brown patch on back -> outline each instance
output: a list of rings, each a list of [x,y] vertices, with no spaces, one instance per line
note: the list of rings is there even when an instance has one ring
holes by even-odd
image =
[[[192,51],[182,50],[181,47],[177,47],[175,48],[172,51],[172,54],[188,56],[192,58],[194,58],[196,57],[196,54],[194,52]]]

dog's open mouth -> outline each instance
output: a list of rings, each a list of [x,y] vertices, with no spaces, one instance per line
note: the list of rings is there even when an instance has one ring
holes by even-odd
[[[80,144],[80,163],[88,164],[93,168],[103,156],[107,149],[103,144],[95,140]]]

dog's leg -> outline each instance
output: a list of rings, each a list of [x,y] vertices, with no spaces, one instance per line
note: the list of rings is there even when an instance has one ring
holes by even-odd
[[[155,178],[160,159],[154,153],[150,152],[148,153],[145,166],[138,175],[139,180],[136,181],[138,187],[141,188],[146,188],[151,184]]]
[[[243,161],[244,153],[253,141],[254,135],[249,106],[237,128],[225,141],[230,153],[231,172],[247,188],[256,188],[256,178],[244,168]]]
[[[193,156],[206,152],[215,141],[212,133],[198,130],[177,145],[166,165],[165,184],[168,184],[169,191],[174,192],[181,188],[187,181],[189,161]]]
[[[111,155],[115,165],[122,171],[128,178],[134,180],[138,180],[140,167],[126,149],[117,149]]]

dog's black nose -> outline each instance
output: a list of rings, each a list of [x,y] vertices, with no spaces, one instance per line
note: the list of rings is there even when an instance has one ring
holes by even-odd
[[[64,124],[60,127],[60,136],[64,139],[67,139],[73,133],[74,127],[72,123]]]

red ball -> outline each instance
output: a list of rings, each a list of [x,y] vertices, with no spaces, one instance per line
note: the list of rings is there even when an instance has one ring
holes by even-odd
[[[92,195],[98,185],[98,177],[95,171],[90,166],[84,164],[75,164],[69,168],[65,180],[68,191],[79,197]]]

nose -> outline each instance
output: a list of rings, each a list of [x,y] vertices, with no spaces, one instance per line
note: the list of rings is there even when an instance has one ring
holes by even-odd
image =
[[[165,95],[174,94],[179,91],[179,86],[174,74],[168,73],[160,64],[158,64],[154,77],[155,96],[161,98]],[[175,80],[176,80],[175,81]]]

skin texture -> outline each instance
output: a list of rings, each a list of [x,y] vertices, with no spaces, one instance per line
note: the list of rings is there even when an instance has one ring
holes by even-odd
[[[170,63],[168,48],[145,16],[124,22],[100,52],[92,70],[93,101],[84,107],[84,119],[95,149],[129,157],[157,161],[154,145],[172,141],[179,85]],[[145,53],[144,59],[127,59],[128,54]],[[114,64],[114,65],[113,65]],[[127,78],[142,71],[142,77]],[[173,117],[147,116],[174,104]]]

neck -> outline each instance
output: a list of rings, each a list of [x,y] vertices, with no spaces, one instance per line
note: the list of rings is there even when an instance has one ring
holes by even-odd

[GOAL] Write out every record shown above, word for word.

[SOLVED PROBLEM]
brown patch on back -> outline each instance
output: a list of rings, each a list of [x,y] vertices, with no spaces, one instance per line
note: the list of rings is there even when an instance has one ring
holes by even-odd
image =
[[[192,51],[182,50],[181,47],[177,47],[175,48],[172,51],[172,54],[188,56],[192,58],[194,58],[196,57],[196,54],[194,52]]]

dog's open mouth -> outline each instance
output: a list of rings, each a list of [x,y] vertices, with no spaces, one instance per line
note: the list of rings is there even when an instance has one ring
holes by even-odd
[[[80,144],[80,163],[88,164],[93,168],[103,156],[107,149],[103,144],[95,140]]]

dog's leg -> outline each instance
output: a list of rings, each a list of [x,y] vertices, with no spaces, one instance per line
note: the list of rings is there even when an instance has one ring
holes by even-odd
[[[155,178],[160,159],[154,153],[150,152],[148,153],[145,166],[138,175],[139,180],[136,181],[138,187],[141,188],[146,188],[151,184]]]
[[[243,161],[244,153],[253,141],[254,135],[249,106],[237,128],[225,141],[230,153],[231,172],[247,188],[256,188],[256,178],[244,168]]]
[[[193,156],[206,152],[215,141],[212,133],[198,130],[177,145],[166,165],[165,184],[168,184],[169,191],[174,192],[181,188],[187,181],[189,161]]]
[[[111,155],[115,165],[122,171],[128,178],[134,180],[138,180],[140,167],[126,149],[117,149]]]

dog's black nose -> outline each instance
output: a list of rings, each a list of [x,y] vertices, with no spaces, one instance per line
note: the list of rings is there even when an instance has one ring
holes by even-odd
[[[64,124],[60,127],[60,136],[64,139],[67,139],[73,133],[74,127],[72,123]]]

red ball -> outline each instance
output: a list of rings, each a list of [x,y] vertices, with no spaces, one instance per line
note: the list of rings is there even when an instance has one ring
holes by even-odd
[[[92,195],[98,185],[98,177],[95,171],[90,166],[84,164],[75,164],[69,168],[65,180],[68,191],[79,197]]]

nose -> outline each instance
output: a list of rings, each a list of [x,y] vertices, with no spaces, one instance per line
note: the list of rings is there even when an instance has one ring
holes by even-odd
image =
[[[165,95],[174,94],[179,91],[179,86],[174,74],[168,73],[160,64],[158,64],[154,77],[155,96],[161,98]],[[175,80],[176,80],[175,81]]]

skin texture -> outline each instance
output: a list of rings, each a list of [x,y] vertices, with no spaces, one instance per line
note: the list of rings is there even when an instance has one ring
holes by even-odd
[[[170,63],[168,48],[145,16],[124,22],[100,52],[92,70],[93,101],[84,107],[84,119],[95,149],[129,157],[157,161],[154,145],[172,141],[179,85]],[[145,53],[144,59],[127,59],[128,54]],[[114,64],[114,65],[113,65]],[[127,78],[142,71],[142,77]],[[173,117],[147,116],[174,104]]]

neck -> outline each instance
output: a list of rings, each a list of [x,y] vertices, with no spaces, one instance per line
note: the list of rings is there even when an instance has one ring
holes by even-odd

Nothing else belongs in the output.